**Recorded data**
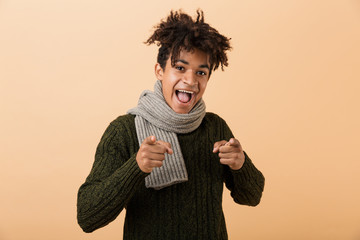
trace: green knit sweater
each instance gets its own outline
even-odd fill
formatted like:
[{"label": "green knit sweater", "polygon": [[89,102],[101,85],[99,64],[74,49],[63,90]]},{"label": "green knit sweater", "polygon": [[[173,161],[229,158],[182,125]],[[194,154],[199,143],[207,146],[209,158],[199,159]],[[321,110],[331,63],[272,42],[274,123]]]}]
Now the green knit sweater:
[{"label": "green knit sweater", "polygon": [[214,143],[233,137],[223,119],[207,113],[193,132],[178,134],[189,180],[154,190],[136,162],[135,116],[110,123],[93,168],[78,193],[77,218],[85,232],[113,221],[126,208],[124,239],[227,239],[222,210],[223,183],[239,204],[256,206],[264,177],[245,153],[237,171],[219,162]]}]

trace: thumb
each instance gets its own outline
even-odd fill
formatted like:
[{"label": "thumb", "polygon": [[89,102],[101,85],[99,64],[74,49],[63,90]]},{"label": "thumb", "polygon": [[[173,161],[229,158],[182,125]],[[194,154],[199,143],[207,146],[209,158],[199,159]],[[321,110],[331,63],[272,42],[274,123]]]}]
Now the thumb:
[{"label": "thumb", "polygon": [[219,148],[220,148],[222,145],[226,144],[226,143],[227,143],[227,141],[225,141],[225,140],[221,140],[221,141],[218,141],[218,142],[214,143],[213,153],[218,152],[218,151],[219,151]]},{"label": "thumb", "polygon": [[149,144],[149,145],[153,145],[156,143],[156,137],[155,136],[149,136],[147,138],[144,139],[143,144]]},{"label": "thumb", "polygon": [[170,144],[170,143],[164,142],[164,141],[161,141],[161,140],[158,140],[156,143],[164,146],[164,147],[166,148],[166,152],[167,152],[168,154],[173,154],[173,150],[172,150],[172,148],[171,148],[171,144]]}]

**Required work**
Extract the rows verbatim, starting with the line containing "trace: thumb" and continuing through the last line of the rows.

**Response for this exercise**
trace: thumb
each instance gets its own outline
even-odd fill
formatted like:
[{"label": "thumb", "polygon": [[89,102],[101,85],[99,64],[74,49],[63,90]]},{"label": "thumb", "polygon": [[[173,161],[229,158],[182,125]],[[194,154],[199,143],[207,146],[209,158],[199,159]],[[321,110],[331,63],[272,42],[274,123]]]}]
Now the thumb:
[{"label": "thumb", "polygon": [[219,148],[220,148],[222,145],[226,144],[226,143],[227,143],[227,141],[225,141],[225,140],[221,140],[221,141],[218,141],[218,142],[214,143],[213,153],[218,152],[218,151],[219,151]]},{"label": "thumb", "polygon": [[149,144],[149,145],[153,145],[156,143],[156,137],[155,136],[149,136],[147,138],[144,139],[143,144]]},{"label": "thumb", "polygon": [[170,144],[170,143],[164,142],[164,141],[161,141],[161,140],[158,140],[156,143],[164,146],[164,147],[166,148],[166,152],[167,152],[168,154],[173,154],[173,150],[172,150],[172,148],[171,148],[171,144]]}]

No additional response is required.